On Thu, Oct 16, 2014 at 11:42 PM, Brad Hards <bradh@anonymised.com> wrote:
> The disk space management problem cannot be solved, the results need to
> stay available for a while, the spec does not say that the first time you
> request
> them they will be deleted. And some processes do compute data while they
> are encoding the output (known as streaming processes, they do return
> feature collections that are computing the results as you pull them, or
> grid coverages
> that are backed by JAI operations that compute tiles as you request
them),
> we cannot keep
> the database connections open until the client asks for the results
either.
> Also, WPS clients can do something crazy like sending over a 2GB request
> with the input data embedded into it, and then ask for ancestry in the
> response,
> which requires repeating the whole request in the response, so the
request
> needs to be stored on disk somewhere.
OK. My question is whether it needs to be on *shared* disk?
No, it does not need to, but it's a valid solution.
One of the mandates of a GSIP is that whatever is presented can be worked on
fully by the party that's presenting it, without requiring help from the
outside, and
without leaving the code in a half done state, this requires scope control,
e.g.,
the proposal either stays within the available resources to implement it,
or it's
not done at all.
At the same time, it does have to be general enough that it can grow the
limits
of the initial funding/timelines.
My hope is that the ProcessArtifactsStore interface is general enough to
allow
future extension beyond the shared file system, and be implemented with some
other technology:
https://github.com/geoserver/geoserver/wiki/GSIP%20119%20WPS%20clustering%20of%20asynchronous%20requests#processartifactsstore
If you think it is too limited, then yes, we have a problem I have to
address before
the proposal can pass, but if you simply don't like the shared filesystem
approach, in that case
it's up to you to provide the resources to implement a different solution,
I just need
to make sure you can implement it if you want to.
One alternative would be to only store on the local disk for the server
doing
the processing.
The shared part would be a messaging system (e.g ApacheMQ, although the
specific choice may not be important).
If we think in terms of interface, the specific choice is indeed not
important,
but in terms of the first implementation of this proposal, it is very much
so.
WPS can have large input and large outputs (as in GB or even TB large)
and the solution needs to support large file transfer.
Message passing is normally not a good solution for streaming large results
e..g,
http://activemq.apache.org/can-i-send-really-large-files-over-activemq.html
Also, assuming there is large enough local storage simply does not match my
experience of
large installations (e.g., the ones that do fund these kind of proposals),
where the local disks often do not even get beyond a few hundred GB, while
the network disks often are
pretty large.
Also, we have experience on message passing technology (the configuration
clustering
module we just donated is based on ActiveMQ) and I can tell you it's not
always
welcomed.
First, people see the need to have an external server as a complication,
often too
much of it, so in that solution we put ActiveMQ as integral part of the
plugin by default
(you can still use an external one if you want), it's running as a library
and automatically discovers its peers.
Which is cool, but often does not work because multicast is banned from the
network,
at which point you have to provide a list of TCP addresses for the various
bits
to communicate with each other.

(Stored data)
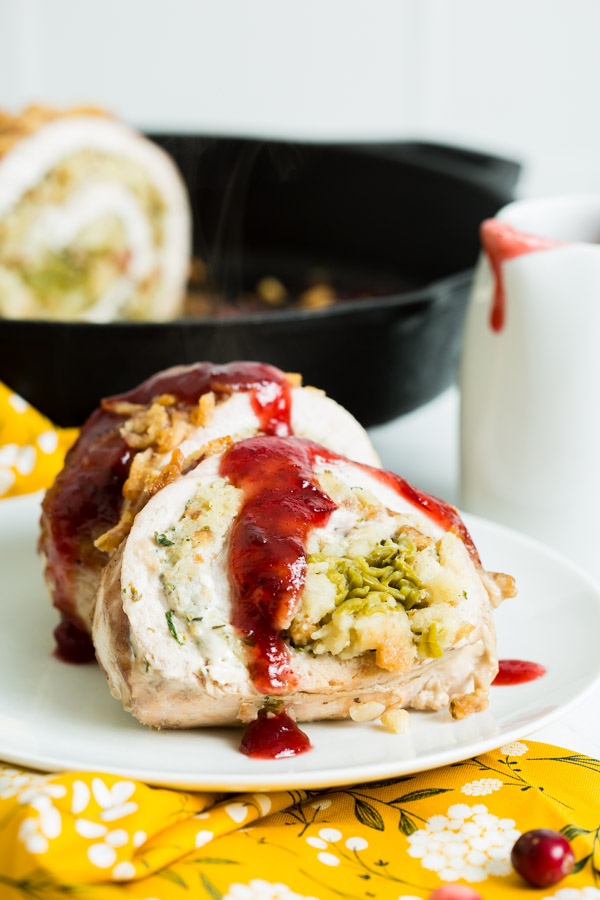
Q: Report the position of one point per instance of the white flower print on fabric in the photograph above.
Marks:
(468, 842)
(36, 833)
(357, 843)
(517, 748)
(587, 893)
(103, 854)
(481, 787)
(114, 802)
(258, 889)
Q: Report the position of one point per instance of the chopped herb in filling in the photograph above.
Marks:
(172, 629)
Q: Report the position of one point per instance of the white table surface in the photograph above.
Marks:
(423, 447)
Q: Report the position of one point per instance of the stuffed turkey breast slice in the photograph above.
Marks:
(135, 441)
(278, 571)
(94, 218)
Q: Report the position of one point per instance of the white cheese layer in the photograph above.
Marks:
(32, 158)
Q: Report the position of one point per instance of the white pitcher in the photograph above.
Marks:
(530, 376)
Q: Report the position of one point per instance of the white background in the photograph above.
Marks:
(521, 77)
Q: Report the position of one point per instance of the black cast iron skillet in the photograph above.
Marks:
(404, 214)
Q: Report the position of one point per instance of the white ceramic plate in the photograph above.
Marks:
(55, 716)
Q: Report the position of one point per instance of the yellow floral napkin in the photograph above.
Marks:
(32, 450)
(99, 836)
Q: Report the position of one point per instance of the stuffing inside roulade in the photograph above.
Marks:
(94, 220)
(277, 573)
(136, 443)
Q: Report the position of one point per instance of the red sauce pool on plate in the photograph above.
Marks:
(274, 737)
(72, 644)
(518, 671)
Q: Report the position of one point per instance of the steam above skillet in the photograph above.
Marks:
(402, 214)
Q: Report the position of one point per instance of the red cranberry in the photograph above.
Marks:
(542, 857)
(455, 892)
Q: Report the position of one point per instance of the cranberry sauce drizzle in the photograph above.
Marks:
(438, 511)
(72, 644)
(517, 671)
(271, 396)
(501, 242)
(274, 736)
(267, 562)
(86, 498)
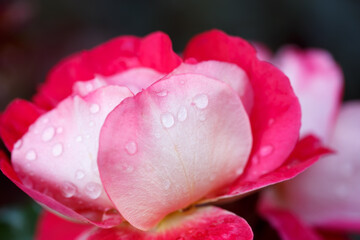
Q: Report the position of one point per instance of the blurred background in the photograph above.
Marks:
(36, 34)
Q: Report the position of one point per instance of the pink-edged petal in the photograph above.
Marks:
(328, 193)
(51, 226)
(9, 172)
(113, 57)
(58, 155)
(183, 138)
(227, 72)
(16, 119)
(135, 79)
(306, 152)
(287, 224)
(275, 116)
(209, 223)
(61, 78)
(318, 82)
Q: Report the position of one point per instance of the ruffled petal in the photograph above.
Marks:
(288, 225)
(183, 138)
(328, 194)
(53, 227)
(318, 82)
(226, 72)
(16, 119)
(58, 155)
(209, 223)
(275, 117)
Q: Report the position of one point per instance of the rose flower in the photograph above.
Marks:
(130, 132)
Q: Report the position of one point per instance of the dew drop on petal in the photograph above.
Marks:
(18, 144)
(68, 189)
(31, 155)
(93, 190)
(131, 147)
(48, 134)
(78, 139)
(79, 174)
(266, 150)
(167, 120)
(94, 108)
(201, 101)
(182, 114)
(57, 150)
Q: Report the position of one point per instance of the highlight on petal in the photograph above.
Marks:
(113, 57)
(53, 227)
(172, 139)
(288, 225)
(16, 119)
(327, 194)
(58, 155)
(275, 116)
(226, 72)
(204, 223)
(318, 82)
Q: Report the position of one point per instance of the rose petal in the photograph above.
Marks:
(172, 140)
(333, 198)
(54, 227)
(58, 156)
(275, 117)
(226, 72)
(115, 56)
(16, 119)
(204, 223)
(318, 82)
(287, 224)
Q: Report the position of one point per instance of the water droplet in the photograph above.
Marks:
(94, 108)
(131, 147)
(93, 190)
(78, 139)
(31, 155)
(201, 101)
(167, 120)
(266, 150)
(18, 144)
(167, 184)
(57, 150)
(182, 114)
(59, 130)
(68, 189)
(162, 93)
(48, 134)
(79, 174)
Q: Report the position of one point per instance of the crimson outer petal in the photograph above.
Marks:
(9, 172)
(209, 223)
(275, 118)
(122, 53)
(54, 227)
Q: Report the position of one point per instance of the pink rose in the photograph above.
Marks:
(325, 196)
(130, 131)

[TASK OBJECTIVE]:
In the WPS clustering thread, how large can WPS inputs and outputs get?

[PROBLEM SOLUTION]:
They can be GB or even TB large.